**Goal**.
Please render the records, starting at the beginning and ending at the line that contains "pixel 79 83", as a two-column CSV with the headers instruction and response, one row per record. Put the record's text and its answer each in a single quoted field, with line breaks replaced by spaces.

**Data supplied**.
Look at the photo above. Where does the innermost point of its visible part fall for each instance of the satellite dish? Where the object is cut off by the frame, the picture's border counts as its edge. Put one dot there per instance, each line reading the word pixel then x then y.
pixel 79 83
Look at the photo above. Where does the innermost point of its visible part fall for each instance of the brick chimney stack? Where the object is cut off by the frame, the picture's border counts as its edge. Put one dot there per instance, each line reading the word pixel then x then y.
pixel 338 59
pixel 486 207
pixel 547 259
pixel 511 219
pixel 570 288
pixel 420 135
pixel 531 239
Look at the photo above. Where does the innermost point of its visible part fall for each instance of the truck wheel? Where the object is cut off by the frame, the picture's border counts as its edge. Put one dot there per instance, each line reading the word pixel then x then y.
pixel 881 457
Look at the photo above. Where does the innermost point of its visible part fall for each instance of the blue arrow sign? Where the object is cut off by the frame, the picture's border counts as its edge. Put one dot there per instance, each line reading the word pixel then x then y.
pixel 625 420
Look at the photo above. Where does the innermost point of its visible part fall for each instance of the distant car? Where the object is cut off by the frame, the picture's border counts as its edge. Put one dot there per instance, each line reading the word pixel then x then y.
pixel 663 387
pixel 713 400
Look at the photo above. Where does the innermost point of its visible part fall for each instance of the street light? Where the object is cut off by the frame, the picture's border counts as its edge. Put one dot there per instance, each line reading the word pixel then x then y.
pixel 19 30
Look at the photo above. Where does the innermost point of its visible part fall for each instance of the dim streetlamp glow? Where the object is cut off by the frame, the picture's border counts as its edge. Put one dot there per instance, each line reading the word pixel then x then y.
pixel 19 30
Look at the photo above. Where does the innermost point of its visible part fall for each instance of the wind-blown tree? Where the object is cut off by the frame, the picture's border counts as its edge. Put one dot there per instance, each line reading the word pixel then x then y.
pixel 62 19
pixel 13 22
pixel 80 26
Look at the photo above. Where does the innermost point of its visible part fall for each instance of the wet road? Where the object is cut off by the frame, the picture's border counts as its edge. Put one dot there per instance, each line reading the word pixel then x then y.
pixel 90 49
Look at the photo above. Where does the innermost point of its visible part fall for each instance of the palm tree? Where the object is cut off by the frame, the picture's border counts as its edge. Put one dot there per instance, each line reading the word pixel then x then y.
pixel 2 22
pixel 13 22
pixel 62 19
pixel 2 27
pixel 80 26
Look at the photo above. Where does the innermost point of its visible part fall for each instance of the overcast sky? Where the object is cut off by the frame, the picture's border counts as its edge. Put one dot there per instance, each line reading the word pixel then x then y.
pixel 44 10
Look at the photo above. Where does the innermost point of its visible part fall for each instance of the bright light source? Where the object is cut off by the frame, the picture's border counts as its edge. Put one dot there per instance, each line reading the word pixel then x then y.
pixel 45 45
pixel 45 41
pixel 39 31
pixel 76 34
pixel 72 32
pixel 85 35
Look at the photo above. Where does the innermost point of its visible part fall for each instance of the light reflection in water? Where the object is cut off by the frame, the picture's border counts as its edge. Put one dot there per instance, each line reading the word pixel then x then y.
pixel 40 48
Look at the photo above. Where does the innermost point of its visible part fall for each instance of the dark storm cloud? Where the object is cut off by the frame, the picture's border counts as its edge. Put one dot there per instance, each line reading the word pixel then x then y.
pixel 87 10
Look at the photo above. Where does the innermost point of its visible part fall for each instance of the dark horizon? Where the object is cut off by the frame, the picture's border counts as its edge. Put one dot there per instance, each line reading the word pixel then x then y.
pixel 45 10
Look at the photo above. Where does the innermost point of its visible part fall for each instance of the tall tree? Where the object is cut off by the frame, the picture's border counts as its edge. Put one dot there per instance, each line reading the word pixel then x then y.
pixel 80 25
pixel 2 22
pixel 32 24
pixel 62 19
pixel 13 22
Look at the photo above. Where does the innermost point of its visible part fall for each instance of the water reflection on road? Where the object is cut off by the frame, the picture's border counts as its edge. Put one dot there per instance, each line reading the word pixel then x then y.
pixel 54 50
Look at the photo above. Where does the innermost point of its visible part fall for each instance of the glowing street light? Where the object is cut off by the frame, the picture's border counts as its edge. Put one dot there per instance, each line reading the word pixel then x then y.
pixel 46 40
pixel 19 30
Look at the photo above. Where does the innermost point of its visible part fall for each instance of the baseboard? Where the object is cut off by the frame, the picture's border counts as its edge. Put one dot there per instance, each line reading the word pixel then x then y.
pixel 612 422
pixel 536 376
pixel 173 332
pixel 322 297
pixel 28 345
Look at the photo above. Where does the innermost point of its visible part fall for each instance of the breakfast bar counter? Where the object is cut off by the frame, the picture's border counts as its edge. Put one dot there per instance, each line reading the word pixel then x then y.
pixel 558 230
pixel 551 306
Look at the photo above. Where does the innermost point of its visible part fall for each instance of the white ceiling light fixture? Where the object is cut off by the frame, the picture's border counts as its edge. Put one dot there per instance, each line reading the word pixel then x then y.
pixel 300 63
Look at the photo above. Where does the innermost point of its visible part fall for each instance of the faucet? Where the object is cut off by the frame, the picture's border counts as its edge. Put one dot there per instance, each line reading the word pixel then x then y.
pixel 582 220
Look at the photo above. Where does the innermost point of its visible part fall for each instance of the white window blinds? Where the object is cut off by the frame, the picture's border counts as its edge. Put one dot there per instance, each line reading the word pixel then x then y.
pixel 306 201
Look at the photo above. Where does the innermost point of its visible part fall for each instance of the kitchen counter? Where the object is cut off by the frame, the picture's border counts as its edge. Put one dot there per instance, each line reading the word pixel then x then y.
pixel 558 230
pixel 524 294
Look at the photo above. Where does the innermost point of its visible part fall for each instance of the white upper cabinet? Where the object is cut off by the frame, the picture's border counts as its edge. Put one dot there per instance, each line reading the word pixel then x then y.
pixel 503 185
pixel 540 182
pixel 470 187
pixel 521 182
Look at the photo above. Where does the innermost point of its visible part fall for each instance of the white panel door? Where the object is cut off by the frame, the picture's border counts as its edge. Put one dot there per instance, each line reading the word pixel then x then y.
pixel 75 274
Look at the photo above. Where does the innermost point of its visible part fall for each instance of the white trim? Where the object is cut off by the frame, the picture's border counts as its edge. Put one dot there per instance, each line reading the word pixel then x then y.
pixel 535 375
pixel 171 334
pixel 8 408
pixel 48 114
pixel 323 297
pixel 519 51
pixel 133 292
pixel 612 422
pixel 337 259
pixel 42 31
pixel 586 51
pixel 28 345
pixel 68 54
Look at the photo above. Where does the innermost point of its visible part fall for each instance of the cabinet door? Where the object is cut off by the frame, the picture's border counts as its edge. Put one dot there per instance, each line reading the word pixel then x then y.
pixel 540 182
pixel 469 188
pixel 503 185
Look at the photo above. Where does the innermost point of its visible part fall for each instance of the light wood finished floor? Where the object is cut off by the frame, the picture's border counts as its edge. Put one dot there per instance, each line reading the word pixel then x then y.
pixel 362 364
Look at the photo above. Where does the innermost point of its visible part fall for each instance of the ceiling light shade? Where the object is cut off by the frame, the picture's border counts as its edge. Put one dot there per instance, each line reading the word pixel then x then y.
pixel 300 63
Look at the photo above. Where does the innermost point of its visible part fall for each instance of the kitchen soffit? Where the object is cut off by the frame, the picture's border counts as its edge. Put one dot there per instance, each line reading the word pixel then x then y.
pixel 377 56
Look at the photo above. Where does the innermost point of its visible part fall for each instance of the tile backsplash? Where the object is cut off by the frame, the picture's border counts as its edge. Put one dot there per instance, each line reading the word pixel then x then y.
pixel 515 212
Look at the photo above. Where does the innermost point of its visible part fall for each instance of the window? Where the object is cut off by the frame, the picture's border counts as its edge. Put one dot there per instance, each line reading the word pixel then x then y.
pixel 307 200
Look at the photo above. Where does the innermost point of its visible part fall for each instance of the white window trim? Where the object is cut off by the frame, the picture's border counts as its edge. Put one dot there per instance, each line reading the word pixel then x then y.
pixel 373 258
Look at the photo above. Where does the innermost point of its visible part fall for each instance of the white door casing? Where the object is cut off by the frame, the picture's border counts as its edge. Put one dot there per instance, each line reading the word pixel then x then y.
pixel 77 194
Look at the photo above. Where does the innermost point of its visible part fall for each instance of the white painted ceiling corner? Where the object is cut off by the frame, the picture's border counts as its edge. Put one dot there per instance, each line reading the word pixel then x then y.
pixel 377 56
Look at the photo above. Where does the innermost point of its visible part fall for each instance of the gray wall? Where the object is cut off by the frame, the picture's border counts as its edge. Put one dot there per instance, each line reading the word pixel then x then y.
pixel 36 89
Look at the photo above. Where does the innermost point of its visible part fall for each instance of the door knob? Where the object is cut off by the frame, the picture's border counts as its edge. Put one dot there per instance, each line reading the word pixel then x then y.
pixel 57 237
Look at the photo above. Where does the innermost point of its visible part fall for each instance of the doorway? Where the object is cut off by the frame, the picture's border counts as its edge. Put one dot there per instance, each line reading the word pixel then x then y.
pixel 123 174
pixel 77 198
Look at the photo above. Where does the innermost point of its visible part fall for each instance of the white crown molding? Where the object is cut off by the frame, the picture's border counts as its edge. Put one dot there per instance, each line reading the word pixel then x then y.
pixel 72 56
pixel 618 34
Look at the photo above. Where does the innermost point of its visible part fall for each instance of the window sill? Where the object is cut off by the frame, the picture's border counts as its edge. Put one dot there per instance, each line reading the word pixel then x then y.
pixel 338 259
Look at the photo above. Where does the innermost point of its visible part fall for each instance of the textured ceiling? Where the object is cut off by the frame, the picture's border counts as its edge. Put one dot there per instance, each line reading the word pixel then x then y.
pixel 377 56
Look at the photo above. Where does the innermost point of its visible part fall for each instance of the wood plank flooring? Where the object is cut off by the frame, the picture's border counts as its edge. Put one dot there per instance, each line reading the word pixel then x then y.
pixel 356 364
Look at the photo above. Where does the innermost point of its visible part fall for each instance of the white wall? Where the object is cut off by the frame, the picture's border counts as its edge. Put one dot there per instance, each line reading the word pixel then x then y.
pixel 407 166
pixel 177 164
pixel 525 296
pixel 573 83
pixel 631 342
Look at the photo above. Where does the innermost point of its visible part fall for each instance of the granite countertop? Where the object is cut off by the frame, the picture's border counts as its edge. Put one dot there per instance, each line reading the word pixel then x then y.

**Result**.
instruction,response
"Look at the photo above. Where does the innermost point of its visible part fall for each instance of the satellite dish? Where the object is cut off by the frame, the picture's border counts as its edge. Put one dot there per instance, each line reading the word pixel then x then y.","pixel 79 83"